Data for this exercise Start Marker

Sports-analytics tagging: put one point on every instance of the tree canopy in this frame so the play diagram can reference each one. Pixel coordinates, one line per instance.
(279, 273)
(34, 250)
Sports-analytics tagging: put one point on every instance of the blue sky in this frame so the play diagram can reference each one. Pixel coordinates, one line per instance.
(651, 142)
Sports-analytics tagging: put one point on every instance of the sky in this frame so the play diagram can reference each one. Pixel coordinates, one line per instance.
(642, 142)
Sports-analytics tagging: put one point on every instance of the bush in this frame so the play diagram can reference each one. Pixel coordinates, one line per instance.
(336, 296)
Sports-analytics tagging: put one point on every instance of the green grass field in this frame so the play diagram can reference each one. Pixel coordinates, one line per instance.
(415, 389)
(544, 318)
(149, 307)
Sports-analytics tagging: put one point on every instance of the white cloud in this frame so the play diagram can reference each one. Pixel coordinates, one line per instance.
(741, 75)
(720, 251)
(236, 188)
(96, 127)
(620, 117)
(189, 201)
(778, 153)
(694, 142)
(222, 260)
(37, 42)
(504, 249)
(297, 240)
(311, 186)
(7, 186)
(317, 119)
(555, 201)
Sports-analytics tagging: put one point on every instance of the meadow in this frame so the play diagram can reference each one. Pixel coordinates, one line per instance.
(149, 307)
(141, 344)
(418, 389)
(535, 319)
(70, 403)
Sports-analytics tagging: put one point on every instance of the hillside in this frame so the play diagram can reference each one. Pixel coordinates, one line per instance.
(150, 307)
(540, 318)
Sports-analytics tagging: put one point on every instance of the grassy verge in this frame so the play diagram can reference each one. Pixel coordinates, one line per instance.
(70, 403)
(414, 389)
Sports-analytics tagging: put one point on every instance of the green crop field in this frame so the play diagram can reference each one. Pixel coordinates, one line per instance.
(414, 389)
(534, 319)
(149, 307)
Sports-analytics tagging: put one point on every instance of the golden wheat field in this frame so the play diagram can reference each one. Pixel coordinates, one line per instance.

Data for this exercise End Marker

Copy the data once more. Leave nothing out.

Task output =>
Sports-analytics tagging: put one point on every instance of the tree canopy in this frame so the play diagram can reference each one. Pixel coordinates, one line per instance.
(279, 273)
(34, 250)
Sports-analytics tagging: put one point on every instance of the blue sky in this frame so the play diagram can reference each one. Pixel coordinates, one line per instance.
(651, 142)
Sports-analytics tagging: put one point on every instance of the sky in this frame so the play diagram can reference each one. Pixel coordinates, one line per instance.
(642, 142)
Sports-analytics tagging: put one point on every instance of the bush in this frame so the play diagram can reference each one. Pixel coordinates, one line per instance.
(336, 296)
Sports-analytics tagging: put one point on every instance of the green grass field in this frame so the play diagram can reference each one. Pixel coordinates, one line per instance.
(415, 389)
(544, 318)
(149, 307)
Sports-analytics tagging: put one point on every instance of the white cloud in this frame so the play diagram can reference each one. Pixel coordinates, one line per instance.
(741, 75)
(720, 251)
(236, 188)
(96, 127)
(620, 117)
(189, 201)
(778, 153)
(694, 142)
(222, 260)
(37, 42)
(504, 249)
(297, 240)
(311, 186)
(7, 186)
(317, 119)
(555, 201)
Sports-analytics tagging: put one point on every instance of the meadow in this frame so the play diagram can reference each one. Pixel coordinates, one line per instance.
(149, 307)
(141, 344)
(418, 389)
(535, 319)
(70, 403)
Sports-analytics tagging: put one point on every instance of the hillside in this frame so the play diagram can reference each one. Pixel coordinates, one line per instance.
(150, 307)
(540, 318)
Sports-analytics tagging: put one point on every instance of the grassy verge in this frame so the play diagram can reference each one. Pixel coordinates, one line per instance.
(70, 403)
(414, 389)
Sports-analytics tagging: put one point on every instance of the green crop field in this frame so the play diagram can reference each one. Pixel coordinates, one line per instance.
(414, 389)
(534, 319)
(149, 307)
Sports-analytics tagging: put one point on every instance of the golden wheat field in this frame so the play diagram can reference each one. Pixel coordinates, one line per instance.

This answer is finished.